# Movers/Cargo from Dubai to Perth



## shakeeltabu (Sep 19, 2012)

Hi Guys..

Planning to move from dubai to Perth within 2 months.Does anybody know any movers/cargo agency who do it on cheaper rates.Even looking for sharing with someone container.

Need info guys


----------



## Jager (May 26, 2012)

shakeeltabu said:


> Recently got PR for australia.Need to move to perth by sept.Dont know anyone in perth nor anything about it.If you are from WA can you compare dubai with perth.few advantages and disadvantages.After getting used to busy lifestyle in dubai will it be easy to move into world's most isolated and laidback city?Bit scared.Need help..


Shakeeltabu, I saw you post in the Dubai After One Yearthread, but thought that rather than take that thread off topic, I'd reply to your related psot here.

I'm from Perth, making the reverse journey to you and planning to move as soon as the necessary approvals come through.

You shouldn't feel to uncomfortable here - we have a large population of Indians, both professionals and students who have made Perth their home. 

The city is large, clean, relatively modern and the people are friendly. The weather is great, and we have a very outdoors oriented lifestyle aligned to the rivers and the beaches that you get in few other places.

• [DATA]

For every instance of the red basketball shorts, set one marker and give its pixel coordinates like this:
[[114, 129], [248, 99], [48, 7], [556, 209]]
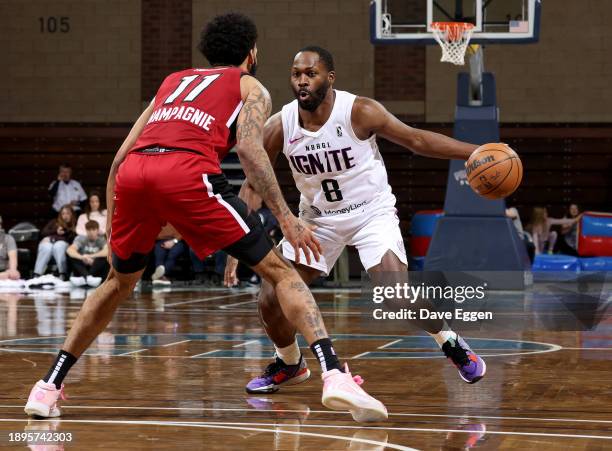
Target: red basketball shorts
[[153, 189]]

• [SET OF TASKS]
A) In the forum thread on moving from Dubai to Perth, why does Jager say shakeeltabu shouldn't feel too uncomfortable in Perth? Answer in one to three sentences.
B) Output the forum thread on moving from Dubai to Perth verbatim, from "## Jager (May" to "Perth their home.".
The material comes from a different source than the forum thread.

• [SET OF ANSWERS]
A) Jager says shakeeltabu shouldn't feel too uncomfortable because Perth has a large population of Indians, both professionals and students, who have made the city their home.

B)
## Jager (May 26, 2012)

shakeeltabu said:


> Recently got PR for australia.Need to move to perth by sept.Dont know anyone in perth nor anything about it.If you are from WA can you compare dubai with perth.few advantages and disadvantages.After getting used to busy lifestyle in dubai will it be easy to move into world's most isolated and laidback city?Bit scared.Need help..


Shakeeltabu, I saw you post in the Dubai After One Yearthread, but thought that rather than take that thread off topic, I'd reply to your related psot here.

I'm from Perth, making the reverse journey to you and planning to move as soon as the necessary approvals come through.

You shouldn't feel to uncomfortable here - we have a large population of Indians, both professionals and students who have made Perth their home.